#### TRECHO DO TEXTO
Esses são alguns dos testes realizados pelo psicólogo
Delroy Paulhus na tentativa de entender as personalidades "nefastas"
que andam por aí.
Ele basicamente quer responder a uma pergunta que muitos
de nós já fizemos: por que algumas pessoas têm prazer em serem cruéis? Não
aquelas classificadas como psicopatas ou condenadas por crimes violentos, mas
especificamente os bullies das escolas, os trolls da internet e até membros da
sociedade tidos como respeitáveis, como políticos e policiais.
Segundo Paulhus, é muito fácil tirar conclusões rápidas e
simplistas sobre esse tipo de indivíduo. "Temos uma tendência a querer
simplificar o mundo dividindo as pessoas entre as boas e as más", afirma o
psicólogo, professor da Universidade da Columbia Britânica, no Canadá.
Mas, segundo ele, existe uma "taxonomia" para
os diferentes tipos de maldade encontradas no dia-a-dia.
O interesse de Paulhus começou com os narcisistas –
indivíduos incrivelmente egoístas e vaidosos que atacam os outros para defender
sua própria autoestima.

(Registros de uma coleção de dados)
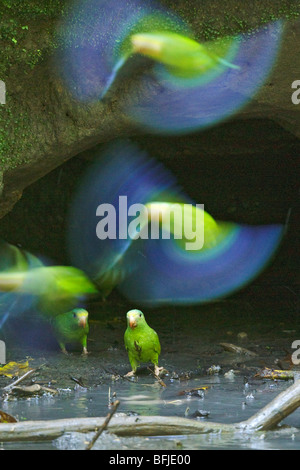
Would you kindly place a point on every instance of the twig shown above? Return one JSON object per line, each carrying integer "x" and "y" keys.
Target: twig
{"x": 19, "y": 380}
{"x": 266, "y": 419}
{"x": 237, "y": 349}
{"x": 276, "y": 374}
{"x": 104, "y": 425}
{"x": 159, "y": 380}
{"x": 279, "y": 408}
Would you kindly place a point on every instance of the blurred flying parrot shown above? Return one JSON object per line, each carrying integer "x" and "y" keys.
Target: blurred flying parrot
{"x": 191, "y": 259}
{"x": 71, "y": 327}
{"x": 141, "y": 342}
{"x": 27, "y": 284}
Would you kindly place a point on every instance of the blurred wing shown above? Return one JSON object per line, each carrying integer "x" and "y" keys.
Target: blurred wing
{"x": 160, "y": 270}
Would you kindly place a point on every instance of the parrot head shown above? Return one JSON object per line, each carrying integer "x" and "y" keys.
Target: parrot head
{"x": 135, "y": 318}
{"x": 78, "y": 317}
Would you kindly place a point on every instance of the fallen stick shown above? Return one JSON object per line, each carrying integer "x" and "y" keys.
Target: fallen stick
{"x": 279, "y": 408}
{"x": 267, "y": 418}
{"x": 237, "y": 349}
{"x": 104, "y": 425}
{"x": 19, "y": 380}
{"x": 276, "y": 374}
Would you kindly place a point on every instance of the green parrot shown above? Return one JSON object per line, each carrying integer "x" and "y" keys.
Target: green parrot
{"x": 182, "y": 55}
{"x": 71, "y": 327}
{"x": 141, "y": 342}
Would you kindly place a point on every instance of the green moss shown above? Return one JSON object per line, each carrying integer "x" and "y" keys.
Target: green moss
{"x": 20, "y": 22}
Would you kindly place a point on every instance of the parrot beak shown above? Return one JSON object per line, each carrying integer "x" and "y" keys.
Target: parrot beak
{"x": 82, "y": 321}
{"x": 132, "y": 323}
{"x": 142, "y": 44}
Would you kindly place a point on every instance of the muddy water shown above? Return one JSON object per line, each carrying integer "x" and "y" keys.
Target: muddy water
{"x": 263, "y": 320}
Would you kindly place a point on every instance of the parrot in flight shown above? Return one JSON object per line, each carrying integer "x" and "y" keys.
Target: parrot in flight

--

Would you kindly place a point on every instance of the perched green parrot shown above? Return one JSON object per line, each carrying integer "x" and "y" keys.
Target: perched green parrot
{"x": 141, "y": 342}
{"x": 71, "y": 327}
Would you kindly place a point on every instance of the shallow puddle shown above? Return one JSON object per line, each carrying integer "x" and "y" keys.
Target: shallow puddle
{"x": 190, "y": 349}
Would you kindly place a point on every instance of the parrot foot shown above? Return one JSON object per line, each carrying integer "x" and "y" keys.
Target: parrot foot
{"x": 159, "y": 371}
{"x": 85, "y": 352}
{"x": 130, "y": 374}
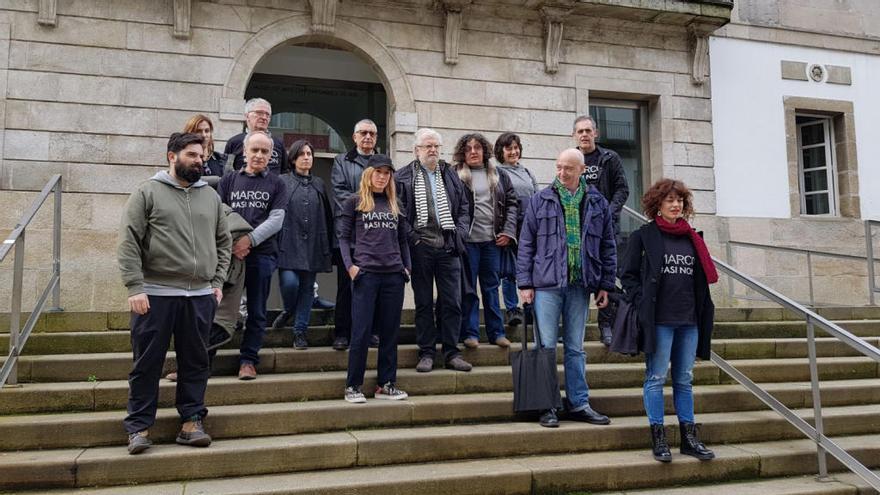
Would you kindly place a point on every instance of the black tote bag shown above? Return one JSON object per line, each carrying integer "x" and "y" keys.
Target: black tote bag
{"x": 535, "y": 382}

#### REQUISITOS DO EXERCÍCIO
A. Segundo o texto sobre as personalidades cruéis, em que universidade Delroy Paulhus é professor?
B. Resuma em duas frases o texto sobre as personalidades cruéis.
C. Retome o texto sobre as personalidades cruéis a partir do ponto em que ele para.

#### RESULTADOS DAS TAREFAS
A. Na Universidade da Columbia Britânica, no Canadá.

B. O psicólogo Delroy Paulhus realiza testes para entender por que algumas pessoas que não são psicopatas nem criminosos violentos, como bullies das escolas, trolls da internet, políticos e policiais, têm prazer em serem cruéis. Ele critica a tendência de dividir as pessoas entre boas e más, afirma que existe uma "taxonomia" dos tipos de maldade e começou a se interessar pelo tema com os narcisistas.

C.
Há pouco mais de uma década, um aluno seu, Kevin
Williams, sugeriu que explorassem a possibilidade de essas tendências ao
egocentrismo estarem ligadas a duas outras características desagradáveis: o
maquiavelismo (uma manipulação fria) e a psicopatia (uma insensibilidade aguda
e indiferença ao sentimento dos outros).
Juntos, os dois cientistas descobriram que os três traços
eram bastante independentes, apesar de às vezes coincidirem, formando uma
"Tríade do Mal".
A honestidade dos voluntários nos testes de Paulhus o
surpreendeu. Ele percebeu que os participantes que concordavam com frases como
"Gosto de provocar pessoas mais vulneráveis" ou "Não é uma boa
ideia me contarem segredos" geralmente se abriam sem pudor e tinham
passado por alguma experiência de bullying, na adolescência ou na vida adulta.
Essas pessoas também apresentaram uma tendência maior a
serem infiéis a seus parceiros e a trapacear em exames.
Paulhus notou ainda que essas características não
apareciam em um primeiro contato frente a frente com o voluntário. "Essas
pessoas estão lidando com a sociedade cotidianamente, por isso têm autocontrole
suficiente para não se meterem em confusão. Mas uma coisa ou outra em seu
comportamento acaba chamando a atenção", afirma o psicólogo.
Quando Paulhus começou a examinar a fundo essas mentes
macabras, outras perguntas foram surgindo. Por exemplo, será que as pessoas
nascem malvadas?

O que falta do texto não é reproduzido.